Selasa 16 Aug 2016 08:16 WIB

Hilangnya Nilai dan Kesakralan di Indonesia

Red: Karta Raharja Ucu
Ilham Tirta
Foto: istimewa
Ilham Tirta

REPUBLIKA.CO.ID, Oleh: Wartawan Republika, Ilham Tirta

Peradaban baru muncul untuk mengkritisi peradaban lama. Berdinamika, menyangkal, saling menafikan dan mengatasi. Namun pada banyak hal, peradaban baru tidak melulu lebih baik dari peradaban lama. Mungkin itu yang kini dialami Indonesia, kehilangan jiwa dan kesakralannya.

Ya, Indonesia berhasil menjadi negara industri. Indonesia berhasil mengadopsi segala macam kebaruan yang berkembang cepat bersama teknologi. Tapi di balik semua itu, negara ini menjadi pesakitan. Di sini, terjadi seorang anak membunuh bapaknya, pelitikus menjadi mafia dan antek asing, oknum penegak hukum menjadi gembong narkoba, dan pemuda menjadi berandalan. Bahkan, bendera berbau primordial kini berkibar menyaingi Merah Putih.

Padahal, jauh hari sebelum 28 Oktober 1928, semangat para pemuda lahir dari berbagai latar yang berbeda. Kongres Pemuda menyatukan setiap semangat tersebut menjadi bola api yang menggelinding jauh hingga terwujudnya Indonesia yang merdeka dan berdaulat. Tanah dan air dipatok, bendera kebangsaan dikibarkan, dan bahasa persatuan dijunjung. Indonesia dan semua pernak-perniknya yang sakral mengalihkan semua perbedaan yang ada.

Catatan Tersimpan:
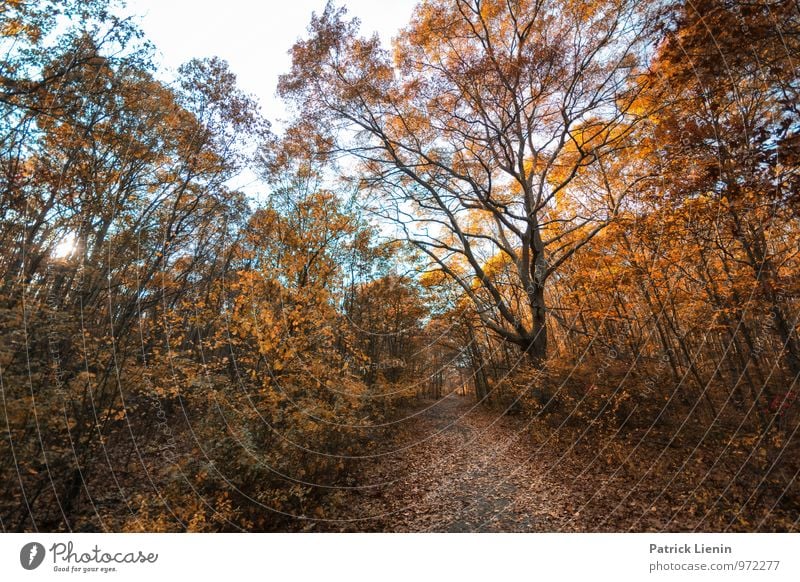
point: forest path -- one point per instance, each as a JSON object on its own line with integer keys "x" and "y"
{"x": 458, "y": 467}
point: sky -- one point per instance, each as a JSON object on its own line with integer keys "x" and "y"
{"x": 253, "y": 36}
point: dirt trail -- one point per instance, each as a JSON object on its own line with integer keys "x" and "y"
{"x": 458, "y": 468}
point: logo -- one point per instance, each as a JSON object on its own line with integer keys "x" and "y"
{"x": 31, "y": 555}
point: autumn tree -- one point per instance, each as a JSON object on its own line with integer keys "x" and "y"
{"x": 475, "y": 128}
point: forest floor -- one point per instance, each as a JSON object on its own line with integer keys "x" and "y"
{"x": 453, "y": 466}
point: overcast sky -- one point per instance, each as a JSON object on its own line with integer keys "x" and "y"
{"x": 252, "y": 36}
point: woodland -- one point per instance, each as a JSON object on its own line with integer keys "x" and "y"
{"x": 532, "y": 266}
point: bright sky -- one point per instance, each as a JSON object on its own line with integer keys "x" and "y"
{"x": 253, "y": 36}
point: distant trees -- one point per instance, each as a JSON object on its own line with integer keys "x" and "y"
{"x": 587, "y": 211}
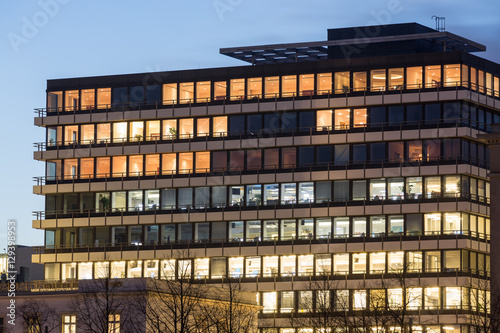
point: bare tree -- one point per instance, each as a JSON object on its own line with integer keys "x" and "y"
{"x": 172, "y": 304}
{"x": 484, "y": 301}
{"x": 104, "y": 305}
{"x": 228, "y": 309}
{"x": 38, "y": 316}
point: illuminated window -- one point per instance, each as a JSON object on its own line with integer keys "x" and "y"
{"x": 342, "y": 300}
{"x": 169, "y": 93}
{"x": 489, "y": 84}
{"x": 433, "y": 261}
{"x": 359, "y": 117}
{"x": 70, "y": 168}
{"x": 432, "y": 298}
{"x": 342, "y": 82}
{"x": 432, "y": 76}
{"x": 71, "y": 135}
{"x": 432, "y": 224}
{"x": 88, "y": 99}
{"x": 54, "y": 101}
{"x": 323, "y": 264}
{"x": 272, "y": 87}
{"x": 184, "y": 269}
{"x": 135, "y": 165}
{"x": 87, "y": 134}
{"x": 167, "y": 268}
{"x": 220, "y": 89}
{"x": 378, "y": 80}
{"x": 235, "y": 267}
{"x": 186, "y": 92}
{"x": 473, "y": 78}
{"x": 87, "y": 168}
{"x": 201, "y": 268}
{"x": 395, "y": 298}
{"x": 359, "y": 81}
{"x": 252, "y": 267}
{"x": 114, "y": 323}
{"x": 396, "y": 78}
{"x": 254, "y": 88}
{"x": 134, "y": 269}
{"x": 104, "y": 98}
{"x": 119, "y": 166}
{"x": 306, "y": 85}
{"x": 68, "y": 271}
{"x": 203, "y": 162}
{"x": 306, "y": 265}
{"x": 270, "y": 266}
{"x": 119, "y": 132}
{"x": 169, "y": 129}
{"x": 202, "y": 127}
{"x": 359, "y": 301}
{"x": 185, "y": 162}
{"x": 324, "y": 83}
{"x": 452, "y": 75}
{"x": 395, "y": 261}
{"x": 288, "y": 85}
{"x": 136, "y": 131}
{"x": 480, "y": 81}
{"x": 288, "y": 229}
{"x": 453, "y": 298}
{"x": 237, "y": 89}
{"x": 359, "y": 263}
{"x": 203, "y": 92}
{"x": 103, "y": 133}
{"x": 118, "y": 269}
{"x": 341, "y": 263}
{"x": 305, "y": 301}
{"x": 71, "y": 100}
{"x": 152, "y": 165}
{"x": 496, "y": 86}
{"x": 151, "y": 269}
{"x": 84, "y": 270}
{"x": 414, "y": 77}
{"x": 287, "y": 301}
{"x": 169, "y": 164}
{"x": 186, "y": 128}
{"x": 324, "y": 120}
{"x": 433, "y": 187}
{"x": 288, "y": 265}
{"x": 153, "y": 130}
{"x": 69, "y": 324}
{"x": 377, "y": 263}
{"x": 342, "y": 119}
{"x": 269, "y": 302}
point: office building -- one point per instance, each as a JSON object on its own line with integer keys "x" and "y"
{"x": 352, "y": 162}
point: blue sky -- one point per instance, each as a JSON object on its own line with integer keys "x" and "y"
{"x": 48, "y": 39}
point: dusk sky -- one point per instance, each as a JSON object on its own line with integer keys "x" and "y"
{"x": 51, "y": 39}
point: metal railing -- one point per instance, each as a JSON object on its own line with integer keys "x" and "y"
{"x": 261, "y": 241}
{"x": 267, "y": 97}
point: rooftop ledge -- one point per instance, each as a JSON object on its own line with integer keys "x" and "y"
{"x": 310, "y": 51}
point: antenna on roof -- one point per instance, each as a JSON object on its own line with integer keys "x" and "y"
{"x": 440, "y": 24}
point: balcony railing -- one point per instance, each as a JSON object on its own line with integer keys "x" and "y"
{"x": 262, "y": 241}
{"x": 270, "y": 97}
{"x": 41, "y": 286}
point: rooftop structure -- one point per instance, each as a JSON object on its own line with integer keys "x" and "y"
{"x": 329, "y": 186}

==

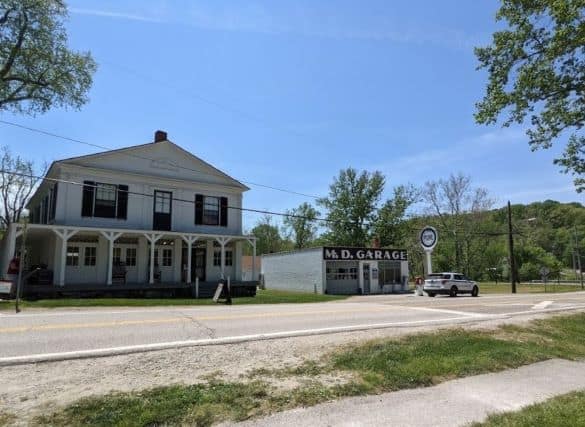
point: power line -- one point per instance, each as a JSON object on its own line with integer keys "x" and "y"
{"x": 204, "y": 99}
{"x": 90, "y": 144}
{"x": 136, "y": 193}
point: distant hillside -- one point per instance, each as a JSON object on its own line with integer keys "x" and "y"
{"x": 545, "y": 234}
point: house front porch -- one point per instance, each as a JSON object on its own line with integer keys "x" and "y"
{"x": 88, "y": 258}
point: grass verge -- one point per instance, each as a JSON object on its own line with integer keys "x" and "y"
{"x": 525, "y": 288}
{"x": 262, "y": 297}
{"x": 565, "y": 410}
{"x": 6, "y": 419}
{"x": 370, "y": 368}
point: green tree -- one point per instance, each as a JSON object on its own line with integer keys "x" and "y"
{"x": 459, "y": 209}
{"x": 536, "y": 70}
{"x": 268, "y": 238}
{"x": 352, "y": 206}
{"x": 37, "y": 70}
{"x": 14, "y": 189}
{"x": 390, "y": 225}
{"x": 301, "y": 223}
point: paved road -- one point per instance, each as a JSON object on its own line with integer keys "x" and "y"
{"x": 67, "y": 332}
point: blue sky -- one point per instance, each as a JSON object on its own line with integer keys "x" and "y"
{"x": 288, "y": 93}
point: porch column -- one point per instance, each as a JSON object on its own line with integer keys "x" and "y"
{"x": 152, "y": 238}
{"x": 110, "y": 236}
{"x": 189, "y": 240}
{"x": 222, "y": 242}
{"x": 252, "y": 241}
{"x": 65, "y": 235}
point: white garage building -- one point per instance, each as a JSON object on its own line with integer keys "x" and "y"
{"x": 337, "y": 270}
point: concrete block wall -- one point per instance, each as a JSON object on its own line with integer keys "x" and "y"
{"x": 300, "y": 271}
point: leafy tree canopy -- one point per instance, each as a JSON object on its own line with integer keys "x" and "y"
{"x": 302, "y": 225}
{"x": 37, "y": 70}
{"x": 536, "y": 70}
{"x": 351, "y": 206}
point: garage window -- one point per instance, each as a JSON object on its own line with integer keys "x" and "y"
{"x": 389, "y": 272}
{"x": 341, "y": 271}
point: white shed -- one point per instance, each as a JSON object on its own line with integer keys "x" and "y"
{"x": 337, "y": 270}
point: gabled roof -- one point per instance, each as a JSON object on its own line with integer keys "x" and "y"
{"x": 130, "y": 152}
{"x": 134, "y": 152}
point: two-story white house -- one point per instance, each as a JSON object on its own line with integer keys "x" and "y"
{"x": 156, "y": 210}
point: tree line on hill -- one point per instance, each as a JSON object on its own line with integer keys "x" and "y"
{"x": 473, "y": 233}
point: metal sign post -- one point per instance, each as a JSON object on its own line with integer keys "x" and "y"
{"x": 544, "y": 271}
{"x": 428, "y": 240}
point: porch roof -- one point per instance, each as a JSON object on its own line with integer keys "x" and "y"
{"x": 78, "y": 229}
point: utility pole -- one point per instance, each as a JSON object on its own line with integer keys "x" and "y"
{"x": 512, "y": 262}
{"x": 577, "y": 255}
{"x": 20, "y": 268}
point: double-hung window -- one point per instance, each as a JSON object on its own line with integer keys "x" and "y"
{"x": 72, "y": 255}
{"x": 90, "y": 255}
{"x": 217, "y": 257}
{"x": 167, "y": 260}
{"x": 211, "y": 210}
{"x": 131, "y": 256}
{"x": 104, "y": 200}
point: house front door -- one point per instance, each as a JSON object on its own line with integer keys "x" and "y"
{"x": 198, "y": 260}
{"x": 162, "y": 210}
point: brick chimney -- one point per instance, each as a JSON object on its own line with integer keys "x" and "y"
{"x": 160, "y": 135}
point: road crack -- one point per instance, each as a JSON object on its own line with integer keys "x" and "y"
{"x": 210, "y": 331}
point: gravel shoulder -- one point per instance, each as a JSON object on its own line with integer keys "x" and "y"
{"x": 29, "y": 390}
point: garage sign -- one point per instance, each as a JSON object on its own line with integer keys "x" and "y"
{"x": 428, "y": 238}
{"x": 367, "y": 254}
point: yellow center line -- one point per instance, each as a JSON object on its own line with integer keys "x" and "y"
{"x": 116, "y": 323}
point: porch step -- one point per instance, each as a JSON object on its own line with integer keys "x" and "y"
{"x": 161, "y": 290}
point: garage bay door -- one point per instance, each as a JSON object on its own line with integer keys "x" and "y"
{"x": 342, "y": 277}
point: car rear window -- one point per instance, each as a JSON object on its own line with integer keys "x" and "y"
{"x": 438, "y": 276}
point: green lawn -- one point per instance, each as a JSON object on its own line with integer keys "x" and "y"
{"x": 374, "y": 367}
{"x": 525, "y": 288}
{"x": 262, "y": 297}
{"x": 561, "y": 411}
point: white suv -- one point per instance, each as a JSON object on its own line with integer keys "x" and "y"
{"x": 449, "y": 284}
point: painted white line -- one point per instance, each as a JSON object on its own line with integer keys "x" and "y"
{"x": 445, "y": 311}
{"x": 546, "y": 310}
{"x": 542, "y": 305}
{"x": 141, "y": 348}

- [SOAL LATIHAN]:
(1) Sebutkan semua kata kerja dalam kalimat yang diawali "Berdinamika" pada artikel tentang hilangnya nilai dan kesakralan di Indonesia.
(2) Kembalikan setiap baris catatan yang memuat kata "window". Perhatikan perbedaan huruf besar dan kecil.

- [JAWABAN]:
(1) Berdinamika, menyangkal, saling menafikan, mengatasi

(2)
point: illuminated window -- one point per instance, each as a JSON object on its own line with integer keys "x" and "y"
point: garage window -- one point per instance, each as a JSON object on its own line with integer keys "x" and "y"
point: double-hung window -- one point per instance, each as a JSON object on its own line with integer keys "x" and "y"
point: car rear window -- one point per instance, each as a JSON object on its own line with integer keys "x" and "y"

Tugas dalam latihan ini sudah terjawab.